LESETEXT:

GSM-Praxis

IBERIEN

Die Iberische Halbinsel ist fast schon ein Miniaturkontinent, auf dem sich ein grosses, ein mittleres und zwei kleine Staatsgebilde - alle mit ihren GSM-Netzen - ausbreiten: Andorra, Gibraltar, Portugal und Spanien. Aus praktischen und nicht aus geografischen Gründen rechnen wir hier gleich die Inseln und Inselgruppen dazu, die auch Bestandteile dieser Staaten bilden: Azoren, Balearen, Kanaren und Madeira.


Die namensgebenden Kelt-Iberer waren ein derart kriegerisches Volk, dass in der Zeit der römischen Bürgerkriege die Frage, ob Spanien oder Italien die lateinische Welt führen würde, tatsächlich diskutiert wurde. Andererseits waren die Kelten offensichtlich nicht stark genug, um allen Ureinwohnern ihren Stempel aufzudrücken, und so gibt es heute noch das viel ältere Volk der Basken im nordöstlichsten Zipfel Spaniens. Die Römer mussten eigentlich bis ans Ende ihres Reiches in Spanien eine Legion stationieren, um den Frieden zu erhalten: Der Name des heutigen Leon entstand aus einer Verballhornung von «Castra Legionis», denn es war Standort der Legio VII Gemina.

VORLIEGENDE DATEN:
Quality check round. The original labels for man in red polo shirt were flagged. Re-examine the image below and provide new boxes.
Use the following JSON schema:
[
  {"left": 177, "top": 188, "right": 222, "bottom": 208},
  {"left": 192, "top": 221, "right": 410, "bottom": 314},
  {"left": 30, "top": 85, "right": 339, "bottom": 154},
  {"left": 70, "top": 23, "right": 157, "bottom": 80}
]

AUFGABE: Schreib im Lesetext über die Iberische Halbinsel das Stück von "Die Iberische Halbinsel" bis "Kanaren und Madeira." noch einmal ab und benenne dabei "Miniaturkontinent" in "Kleinkontinent" um.

ANTWORT:
Die Iberische Halbinsel ist fast schon ein Kleinkontinent, auf dem sich ein grosses, ein mittleres und zwei kleine Staatsgebilde - alle mit ihren GSM-Netzen - ausbreiten: Andorra, Gibraltar, Portugal und Spanien. Aus praktischen und nicht aus geografischen Gründen rechnen wir hier gleich die Inseln und Inselgruppen dazu, die auch Bestandteile dieser Staaten bilden: Azoren, Balearen, Kanaren und Madeira.